[Rows from a box labeling dataset]
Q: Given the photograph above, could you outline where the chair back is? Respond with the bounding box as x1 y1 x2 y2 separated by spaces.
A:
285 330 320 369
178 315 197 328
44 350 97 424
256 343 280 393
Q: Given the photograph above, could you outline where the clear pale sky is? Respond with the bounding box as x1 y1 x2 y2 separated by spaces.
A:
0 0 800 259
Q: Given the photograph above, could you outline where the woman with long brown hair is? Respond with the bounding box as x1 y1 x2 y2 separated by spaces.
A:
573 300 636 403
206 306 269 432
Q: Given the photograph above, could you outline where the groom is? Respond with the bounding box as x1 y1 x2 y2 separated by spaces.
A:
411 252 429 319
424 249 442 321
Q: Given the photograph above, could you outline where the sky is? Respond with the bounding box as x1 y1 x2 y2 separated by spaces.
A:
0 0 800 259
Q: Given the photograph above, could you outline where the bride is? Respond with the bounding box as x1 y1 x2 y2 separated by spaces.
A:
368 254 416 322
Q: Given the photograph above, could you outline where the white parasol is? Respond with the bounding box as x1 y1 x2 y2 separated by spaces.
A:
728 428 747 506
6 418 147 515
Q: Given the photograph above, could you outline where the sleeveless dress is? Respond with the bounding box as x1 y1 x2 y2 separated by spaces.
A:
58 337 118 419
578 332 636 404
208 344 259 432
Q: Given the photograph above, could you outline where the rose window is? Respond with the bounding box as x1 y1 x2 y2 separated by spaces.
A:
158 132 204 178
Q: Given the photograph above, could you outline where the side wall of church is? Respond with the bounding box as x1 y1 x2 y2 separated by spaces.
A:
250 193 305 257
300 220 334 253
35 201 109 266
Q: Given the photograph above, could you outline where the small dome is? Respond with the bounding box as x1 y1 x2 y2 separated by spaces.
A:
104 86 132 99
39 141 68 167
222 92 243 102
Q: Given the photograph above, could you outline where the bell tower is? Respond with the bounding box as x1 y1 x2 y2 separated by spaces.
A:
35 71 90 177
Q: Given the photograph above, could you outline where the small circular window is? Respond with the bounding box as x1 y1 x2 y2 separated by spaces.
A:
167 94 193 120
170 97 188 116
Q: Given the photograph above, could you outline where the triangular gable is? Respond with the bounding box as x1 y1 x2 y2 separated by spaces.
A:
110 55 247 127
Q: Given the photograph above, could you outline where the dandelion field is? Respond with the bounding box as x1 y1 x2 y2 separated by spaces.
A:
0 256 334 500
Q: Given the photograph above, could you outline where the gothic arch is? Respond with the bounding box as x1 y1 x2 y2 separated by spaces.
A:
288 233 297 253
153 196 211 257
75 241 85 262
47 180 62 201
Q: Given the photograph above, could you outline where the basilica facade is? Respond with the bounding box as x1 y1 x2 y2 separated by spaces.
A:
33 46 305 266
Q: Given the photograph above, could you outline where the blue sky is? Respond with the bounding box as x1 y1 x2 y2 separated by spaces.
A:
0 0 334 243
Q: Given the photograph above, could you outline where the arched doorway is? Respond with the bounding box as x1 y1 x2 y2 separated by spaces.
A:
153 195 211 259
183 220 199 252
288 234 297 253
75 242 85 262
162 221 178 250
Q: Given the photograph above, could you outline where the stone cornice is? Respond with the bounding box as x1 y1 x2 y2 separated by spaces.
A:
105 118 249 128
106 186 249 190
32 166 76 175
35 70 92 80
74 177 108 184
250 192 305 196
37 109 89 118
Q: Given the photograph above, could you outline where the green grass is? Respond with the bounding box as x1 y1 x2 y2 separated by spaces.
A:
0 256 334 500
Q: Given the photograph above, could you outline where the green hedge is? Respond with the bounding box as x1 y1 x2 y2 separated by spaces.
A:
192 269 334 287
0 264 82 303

--- BRIEF ---
Extract the records word for word, from the very first line through the line holding "368 254 416 322", inclusive.

--- TASK RESULT ---
Q: Given the photograph above, could you outline where the chair back is? Respond with the bounding box as x1 y1 x2 y2 separated by spaces.
A:
285 330 320 369
178 315 197 328
44 350 97 424
256 343 280 393
Q: Given the photograph above, could you outline where the clear pale sky is? Respond with the bounding box as x1 y1 x2 y2 separated by spaces.
A:
0 0 800 259
Q: Given the photograph above, could you outline where the woman with long brown hair is? Respond with the bounding box as x1 y1 x2 y2 separated by spaces.
A:
573 300 636 403
206 306 269 432
Q: Given the photograph above, could you outline where the groom is? Respond with the bounding box as x1 y1 x2 y2 separated by spaces.
A:
411 252 429 319
424 249 442 321
Q: Given the photograph above, could you outline where the sky is? Respond with the bounding box as x1 y1 x2 y2 separated by spaces.
A:
0 0 800 259
Q: Given the photograph above, could you outline where the bride is? Respond with the bounding box as x1 y1 x2 y2 separated by spaces.
A:
368 254 416 322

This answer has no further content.